Task directions :: Pull out each line of the records below that contains the string "racing". Case counts.

Records for this task ::
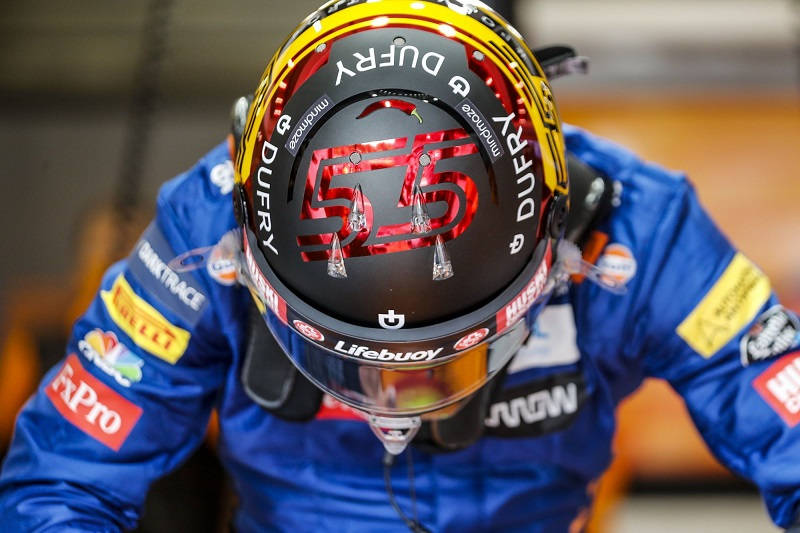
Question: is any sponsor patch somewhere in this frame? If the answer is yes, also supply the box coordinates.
[78,329,144,387]
[45,354,142,451]
[597,243,636,285]
[753,352,800,427]
[453,328,489,351]
[739,305,800,366]
[456,98,505,163]
[206,237,238,286]
[128,223,208,326]
[676,253,770,359]
[495,247,551,333]
[292,320,325,342]
[100,274,191,365]
[285,94,338,156]
[208,161,234,194]
[508,304,581,374]
[484,372,587,437]
[244,237,287,324]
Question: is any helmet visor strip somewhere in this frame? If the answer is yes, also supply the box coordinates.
[264,311,529,417]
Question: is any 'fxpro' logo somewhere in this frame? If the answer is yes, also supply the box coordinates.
[297,128,478,261]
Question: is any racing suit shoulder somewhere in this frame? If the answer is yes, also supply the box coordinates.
[565,123,800,527]
[0,139,246,531]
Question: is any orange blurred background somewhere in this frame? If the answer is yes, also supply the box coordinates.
[0,0,800,531]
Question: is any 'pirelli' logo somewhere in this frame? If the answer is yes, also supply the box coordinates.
[676,253,770,359]
[100,274,191,364]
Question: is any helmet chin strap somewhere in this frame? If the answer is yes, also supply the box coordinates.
[367,415,422,455]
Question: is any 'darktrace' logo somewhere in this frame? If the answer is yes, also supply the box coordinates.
[297,128,478,261]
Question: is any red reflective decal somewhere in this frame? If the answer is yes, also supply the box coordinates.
[297,128,478,261]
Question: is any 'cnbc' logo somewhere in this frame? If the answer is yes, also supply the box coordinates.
[78,329,144,387]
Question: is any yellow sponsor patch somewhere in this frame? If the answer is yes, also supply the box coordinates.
[100,274,191,365]
[676,253,770,359]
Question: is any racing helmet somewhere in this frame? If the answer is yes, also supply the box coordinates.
[234,0,568,448]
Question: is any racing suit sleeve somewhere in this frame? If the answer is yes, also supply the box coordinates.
[0,144,235,532]
[631,178,800,527]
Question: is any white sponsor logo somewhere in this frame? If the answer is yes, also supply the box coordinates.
[50,363,122,435]
[459,98,503,161]
[484,383,578,428]
[333,341,442,361]
[740,305,800,366]
[492,113,536,222]
[209,161,234,194]
[378,309,406,329]
[256,141,278,255]
[508,304,581,374]
[335,44,444,87]
[453,328,489,351]
[137,239,206,311]
[292,320,325,342]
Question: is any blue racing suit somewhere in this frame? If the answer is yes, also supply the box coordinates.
[0,127,800,532]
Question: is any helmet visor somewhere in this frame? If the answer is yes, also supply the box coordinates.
[264,311,529,416]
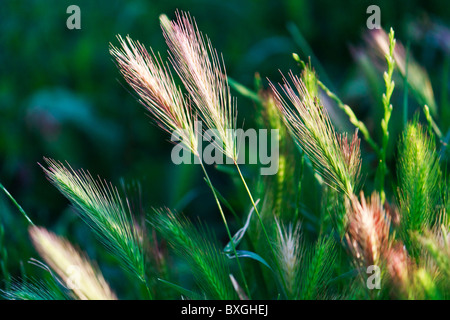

Completed exercise ::
Question: is any racing suit shoulder somewhere in this frame? If the answer is yes, also supply the box coordinates.
Question: is any racing helmet somewhere in this frame? If the answer is yes, also supply the box coordinates.
Question: is any racing suit sleeve somewhere in this frame? If the answer is yes, also supply the box coordinates.
Question: is any blue racing suit somewhere in this frame? If the answer is yes, also supply the box coordinates.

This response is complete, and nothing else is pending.